● **Short exercise**
Copy out the lines starting at the one that contains "the train coupler" and ending with the one that contains "point(216, 315)", requests included. Multiply each coordinate in the answers by 2.5, rounding to whole numbers with halves going up.

● **Raw data**
━━━━━━━━━━━━━━━━━━━━

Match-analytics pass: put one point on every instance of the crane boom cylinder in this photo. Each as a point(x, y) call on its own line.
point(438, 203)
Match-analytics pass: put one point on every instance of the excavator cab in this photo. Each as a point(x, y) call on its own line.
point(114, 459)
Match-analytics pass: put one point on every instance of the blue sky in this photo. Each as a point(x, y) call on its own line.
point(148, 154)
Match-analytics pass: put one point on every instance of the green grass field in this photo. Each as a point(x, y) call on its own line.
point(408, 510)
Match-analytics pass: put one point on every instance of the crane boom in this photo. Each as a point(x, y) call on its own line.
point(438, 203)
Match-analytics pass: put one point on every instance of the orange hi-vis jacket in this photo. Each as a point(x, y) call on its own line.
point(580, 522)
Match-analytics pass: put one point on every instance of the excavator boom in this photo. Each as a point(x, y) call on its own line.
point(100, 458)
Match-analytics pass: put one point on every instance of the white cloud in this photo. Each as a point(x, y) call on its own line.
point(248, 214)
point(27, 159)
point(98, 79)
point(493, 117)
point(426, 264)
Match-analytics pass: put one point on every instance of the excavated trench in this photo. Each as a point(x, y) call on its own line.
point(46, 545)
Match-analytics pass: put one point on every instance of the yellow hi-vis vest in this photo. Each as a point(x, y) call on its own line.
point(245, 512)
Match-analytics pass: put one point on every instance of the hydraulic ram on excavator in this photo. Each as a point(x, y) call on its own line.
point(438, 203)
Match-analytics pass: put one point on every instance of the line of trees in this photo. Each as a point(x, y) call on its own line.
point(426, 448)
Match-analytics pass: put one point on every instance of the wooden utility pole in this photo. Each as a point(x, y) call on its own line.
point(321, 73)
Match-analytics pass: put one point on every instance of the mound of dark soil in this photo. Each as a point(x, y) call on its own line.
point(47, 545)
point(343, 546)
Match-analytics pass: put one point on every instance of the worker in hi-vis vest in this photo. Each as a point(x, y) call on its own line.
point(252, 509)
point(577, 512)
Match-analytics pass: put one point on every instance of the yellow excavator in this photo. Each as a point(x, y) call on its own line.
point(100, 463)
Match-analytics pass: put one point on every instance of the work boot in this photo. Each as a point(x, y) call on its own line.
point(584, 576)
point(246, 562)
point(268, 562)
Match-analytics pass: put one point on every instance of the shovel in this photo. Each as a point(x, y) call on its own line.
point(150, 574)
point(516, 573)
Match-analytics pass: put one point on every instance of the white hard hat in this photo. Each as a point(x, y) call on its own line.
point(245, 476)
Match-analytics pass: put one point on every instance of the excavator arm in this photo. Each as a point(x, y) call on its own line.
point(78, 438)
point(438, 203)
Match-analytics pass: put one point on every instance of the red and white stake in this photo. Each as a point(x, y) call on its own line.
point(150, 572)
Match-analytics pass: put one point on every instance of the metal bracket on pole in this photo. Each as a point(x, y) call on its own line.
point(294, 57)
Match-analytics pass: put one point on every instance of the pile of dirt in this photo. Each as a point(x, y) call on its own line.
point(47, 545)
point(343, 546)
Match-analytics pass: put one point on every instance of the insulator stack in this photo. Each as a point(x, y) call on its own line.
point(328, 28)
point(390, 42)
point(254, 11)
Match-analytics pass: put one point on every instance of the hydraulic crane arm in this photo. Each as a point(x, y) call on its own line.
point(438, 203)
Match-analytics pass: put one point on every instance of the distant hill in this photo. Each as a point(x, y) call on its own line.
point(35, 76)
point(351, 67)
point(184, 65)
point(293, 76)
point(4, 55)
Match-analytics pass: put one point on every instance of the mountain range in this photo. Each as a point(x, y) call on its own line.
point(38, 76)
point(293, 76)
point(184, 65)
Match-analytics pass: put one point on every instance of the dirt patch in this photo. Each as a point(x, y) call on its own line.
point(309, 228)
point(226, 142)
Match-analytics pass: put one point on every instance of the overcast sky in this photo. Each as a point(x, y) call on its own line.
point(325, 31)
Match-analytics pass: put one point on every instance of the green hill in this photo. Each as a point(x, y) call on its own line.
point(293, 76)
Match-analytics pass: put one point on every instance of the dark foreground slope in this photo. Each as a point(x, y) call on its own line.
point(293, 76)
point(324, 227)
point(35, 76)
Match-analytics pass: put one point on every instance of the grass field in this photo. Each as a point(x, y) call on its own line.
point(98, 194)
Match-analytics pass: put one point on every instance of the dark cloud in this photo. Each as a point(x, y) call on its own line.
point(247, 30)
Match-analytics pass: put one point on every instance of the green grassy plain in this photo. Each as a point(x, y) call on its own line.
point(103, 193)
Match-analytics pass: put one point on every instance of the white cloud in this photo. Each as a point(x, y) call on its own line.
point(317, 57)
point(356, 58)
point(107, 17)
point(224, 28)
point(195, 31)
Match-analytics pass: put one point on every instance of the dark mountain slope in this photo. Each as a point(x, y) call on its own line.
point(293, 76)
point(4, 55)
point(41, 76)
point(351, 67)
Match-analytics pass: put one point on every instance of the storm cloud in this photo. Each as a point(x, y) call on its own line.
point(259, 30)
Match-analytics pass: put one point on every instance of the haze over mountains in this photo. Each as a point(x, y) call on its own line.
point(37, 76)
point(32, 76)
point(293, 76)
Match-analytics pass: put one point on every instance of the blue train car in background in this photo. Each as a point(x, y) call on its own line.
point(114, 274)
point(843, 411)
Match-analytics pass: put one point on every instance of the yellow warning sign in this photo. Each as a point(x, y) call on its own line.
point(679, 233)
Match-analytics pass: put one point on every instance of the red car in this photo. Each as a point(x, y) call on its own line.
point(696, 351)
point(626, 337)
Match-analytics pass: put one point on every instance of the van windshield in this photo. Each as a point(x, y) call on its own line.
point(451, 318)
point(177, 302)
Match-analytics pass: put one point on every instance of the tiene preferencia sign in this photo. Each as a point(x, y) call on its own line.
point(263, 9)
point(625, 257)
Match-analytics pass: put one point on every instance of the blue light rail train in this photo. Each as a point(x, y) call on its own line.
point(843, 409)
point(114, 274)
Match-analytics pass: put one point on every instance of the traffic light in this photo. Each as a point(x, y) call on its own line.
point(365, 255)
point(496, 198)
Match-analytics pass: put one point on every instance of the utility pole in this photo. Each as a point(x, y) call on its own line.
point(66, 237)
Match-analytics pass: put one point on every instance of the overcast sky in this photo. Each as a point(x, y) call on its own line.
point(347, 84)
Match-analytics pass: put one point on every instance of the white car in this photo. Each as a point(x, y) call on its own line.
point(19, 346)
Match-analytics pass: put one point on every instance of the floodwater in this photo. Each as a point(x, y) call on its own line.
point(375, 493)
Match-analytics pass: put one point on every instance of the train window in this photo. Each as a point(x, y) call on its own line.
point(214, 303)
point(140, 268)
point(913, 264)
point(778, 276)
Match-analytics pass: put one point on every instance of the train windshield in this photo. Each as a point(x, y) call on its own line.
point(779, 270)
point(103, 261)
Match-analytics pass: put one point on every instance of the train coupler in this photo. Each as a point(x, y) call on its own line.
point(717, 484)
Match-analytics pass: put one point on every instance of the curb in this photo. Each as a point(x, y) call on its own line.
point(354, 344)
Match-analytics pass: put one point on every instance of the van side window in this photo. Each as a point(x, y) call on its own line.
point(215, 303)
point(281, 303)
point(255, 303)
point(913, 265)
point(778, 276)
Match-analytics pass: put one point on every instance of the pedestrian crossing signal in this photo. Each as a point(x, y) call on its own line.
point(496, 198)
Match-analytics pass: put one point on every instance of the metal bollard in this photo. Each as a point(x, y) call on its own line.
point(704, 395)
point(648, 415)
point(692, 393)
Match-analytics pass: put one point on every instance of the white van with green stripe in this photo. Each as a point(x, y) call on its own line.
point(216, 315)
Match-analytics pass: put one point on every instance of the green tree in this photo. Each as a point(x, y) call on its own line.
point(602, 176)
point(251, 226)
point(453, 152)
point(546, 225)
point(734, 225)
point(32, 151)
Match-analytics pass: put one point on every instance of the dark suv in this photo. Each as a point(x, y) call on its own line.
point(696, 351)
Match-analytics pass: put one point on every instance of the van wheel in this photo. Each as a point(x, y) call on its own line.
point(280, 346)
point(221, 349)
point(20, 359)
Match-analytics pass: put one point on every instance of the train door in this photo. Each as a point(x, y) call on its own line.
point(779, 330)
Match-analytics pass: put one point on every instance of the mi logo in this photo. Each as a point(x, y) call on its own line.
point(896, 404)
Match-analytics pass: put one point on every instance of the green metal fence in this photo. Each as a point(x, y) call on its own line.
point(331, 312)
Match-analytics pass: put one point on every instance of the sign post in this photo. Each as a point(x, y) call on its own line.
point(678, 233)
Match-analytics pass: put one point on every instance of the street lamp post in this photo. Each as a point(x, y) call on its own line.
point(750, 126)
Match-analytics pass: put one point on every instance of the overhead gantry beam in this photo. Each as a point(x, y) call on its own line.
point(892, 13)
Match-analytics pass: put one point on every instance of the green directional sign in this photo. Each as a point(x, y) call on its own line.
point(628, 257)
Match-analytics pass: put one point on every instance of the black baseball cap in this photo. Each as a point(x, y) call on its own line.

━━━━━━━━━━━━━━━━━━━━

● **Correct response**
Match-analytics pass: put one point on every instance of the train coupler in this photo. Each as a point(x, y) call on its own line.
point(1793, 1210)
Match-analytics pass: put one point on every instance of the curb in this photo. Each as a point(x, y) call on its own line.
point(885, 860)
Match-analytics pass: put one point on every instance of the van side window in this photo. Each as a point(x, y) call on its own line.
point(538, 758)
point(703, 758)
point(638, 758)
point(2283, 663)
point(1945, 690)
Match-analytics pass: put one point on every instance of the pedestrian crossing signal in this photo. Each as a point(x, y) call on its own line.
point(1240, 495)
Match-analytics pass: put one point on every instance of the metal bollard in this photo. Each as a point(x, y) call on its own line.
point(1760, 988)
point(1620, 1038)
point(1730, 983)
Match-analytics pass: put one point on every instance of the white van with green stripe in this photo. Each as a point(x, y) call on its own line.
point(540, 788)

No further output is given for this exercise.